__Work to complete__
In the following material, identify every line holding the string "water" and return it.

__Task material__
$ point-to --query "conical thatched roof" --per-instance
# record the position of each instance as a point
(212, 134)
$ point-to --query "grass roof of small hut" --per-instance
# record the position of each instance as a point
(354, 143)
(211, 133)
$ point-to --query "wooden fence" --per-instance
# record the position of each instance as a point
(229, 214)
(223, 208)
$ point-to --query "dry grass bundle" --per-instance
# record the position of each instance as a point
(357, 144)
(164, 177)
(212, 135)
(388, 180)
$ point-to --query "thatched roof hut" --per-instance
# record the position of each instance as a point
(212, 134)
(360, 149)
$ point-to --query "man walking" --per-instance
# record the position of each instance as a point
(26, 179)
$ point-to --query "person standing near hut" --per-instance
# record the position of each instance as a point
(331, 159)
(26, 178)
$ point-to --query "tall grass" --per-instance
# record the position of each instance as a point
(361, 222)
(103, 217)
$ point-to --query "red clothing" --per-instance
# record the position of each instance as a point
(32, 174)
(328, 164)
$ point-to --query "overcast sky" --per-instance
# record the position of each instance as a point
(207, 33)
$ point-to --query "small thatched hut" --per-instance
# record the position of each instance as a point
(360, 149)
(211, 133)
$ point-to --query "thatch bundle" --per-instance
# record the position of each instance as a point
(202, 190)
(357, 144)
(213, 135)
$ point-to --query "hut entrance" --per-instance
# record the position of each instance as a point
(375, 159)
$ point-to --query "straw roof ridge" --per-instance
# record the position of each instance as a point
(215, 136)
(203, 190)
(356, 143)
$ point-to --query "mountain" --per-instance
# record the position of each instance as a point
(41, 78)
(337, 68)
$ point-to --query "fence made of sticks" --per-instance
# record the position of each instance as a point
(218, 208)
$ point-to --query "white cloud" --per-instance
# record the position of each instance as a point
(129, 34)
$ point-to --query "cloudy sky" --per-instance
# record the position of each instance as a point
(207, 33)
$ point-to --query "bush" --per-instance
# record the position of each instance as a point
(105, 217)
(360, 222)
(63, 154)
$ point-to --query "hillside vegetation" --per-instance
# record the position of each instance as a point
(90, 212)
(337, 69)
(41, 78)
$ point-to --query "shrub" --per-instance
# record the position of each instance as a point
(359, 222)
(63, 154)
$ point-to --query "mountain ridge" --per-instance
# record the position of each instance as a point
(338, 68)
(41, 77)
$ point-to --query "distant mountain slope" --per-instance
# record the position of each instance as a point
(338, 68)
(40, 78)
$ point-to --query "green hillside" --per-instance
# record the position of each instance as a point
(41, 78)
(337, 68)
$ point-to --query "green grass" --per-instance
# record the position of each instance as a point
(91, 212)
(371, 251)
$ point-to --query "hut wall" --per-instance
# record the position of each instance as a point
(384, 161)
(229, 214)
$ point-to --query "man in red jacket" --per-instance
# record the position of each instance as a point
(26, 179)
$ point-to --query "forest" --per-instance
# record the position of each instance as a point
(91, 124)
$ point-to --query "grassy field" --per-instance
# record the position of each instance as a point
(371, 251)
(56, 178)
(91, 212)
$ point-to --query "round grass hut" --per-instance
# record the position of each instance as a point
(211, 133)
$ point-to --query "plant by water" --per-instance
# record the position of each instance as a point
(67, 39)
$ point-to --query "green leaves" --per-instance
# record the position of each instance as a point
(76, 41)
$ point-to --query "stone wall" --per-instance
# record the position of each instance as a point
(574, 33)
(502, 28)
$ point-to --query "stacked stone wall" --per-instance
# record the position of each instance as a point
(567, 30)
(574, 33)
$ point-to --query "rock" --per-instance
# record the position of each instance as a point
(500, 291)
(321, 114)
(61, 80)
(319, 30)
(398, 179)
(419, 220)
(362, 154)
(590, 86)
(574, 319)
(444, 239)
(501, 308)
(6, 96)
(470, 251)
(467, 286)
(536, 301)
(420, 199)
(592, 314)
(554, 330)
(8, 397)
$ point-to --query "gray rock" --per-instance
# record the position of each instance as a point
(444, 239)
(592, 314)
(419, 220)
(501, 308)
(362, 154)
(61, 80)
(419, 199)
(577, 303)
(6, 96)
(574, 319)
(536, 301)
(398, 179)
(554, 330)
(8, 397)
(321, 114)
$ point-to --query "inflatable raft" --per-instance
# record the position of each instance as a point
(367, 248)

--

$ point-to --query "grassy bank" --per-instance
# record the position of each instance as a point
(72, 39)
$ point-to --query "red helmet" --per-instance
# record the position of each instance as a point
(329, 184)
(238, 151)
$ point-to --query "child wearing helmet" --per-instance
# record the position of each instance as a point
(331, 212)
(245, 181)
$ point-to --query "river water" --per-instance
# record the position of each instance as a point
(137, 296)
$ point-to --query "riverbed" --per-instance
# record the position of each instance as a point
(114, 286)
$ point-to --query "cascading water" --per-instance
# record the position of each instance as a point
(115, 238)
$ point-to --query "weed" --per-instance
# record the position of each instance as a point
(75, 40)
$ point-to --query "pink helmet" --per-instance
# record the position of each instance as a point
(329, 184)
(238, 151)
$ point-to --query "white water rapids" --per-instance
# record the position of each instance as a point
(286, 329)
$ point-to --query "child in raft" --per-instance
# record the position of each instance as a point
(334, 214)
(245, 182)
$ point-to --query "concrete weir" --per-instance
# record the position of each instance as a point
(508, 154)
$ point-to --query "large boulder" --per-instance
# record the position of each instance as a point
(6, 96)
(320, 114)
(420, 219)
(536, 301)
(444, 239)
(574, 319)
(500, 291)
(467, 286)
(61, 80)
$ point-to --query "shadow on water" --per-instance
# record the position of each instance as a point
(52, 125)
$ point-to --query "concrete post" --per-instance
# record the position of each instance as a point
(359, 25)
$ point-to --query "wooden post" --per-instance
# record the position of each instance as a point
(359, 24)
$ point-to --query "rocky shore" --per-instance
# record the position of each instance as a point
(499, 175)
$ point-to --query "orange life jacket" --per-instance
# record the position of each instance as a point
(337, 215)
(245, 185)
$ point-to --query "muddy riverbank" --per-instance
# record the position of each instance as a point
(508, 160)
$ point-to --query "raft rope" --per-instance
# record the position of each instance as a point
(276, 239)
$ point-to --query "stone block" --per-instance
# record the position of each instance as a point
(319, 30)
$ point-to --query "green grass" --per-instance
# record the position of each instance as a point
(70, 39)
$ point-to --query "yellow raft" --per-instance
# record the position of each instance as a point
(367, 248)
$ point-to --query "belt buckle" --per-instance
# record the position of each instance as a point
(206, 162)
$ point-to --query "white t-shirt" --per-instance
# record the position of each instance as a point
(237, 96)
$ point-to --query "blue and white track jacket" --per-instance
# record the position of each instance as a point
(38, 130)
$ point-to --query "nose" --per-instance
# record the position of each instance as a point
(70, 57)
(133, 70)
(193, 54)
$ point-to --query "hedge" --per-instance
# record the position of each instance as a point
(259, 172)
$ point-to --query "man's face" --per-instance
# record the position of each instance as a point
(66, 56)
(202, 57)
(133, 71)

__Result for this exercise__
$ point-to --query "plant by water" --per-instance
$ point-to --query "river water" --per-instance
$ point-to --query "cascading water" --per-instance
$ point-to --query "white water rapids" --per-instance
$ point-to --query "shadow on water" --per-instance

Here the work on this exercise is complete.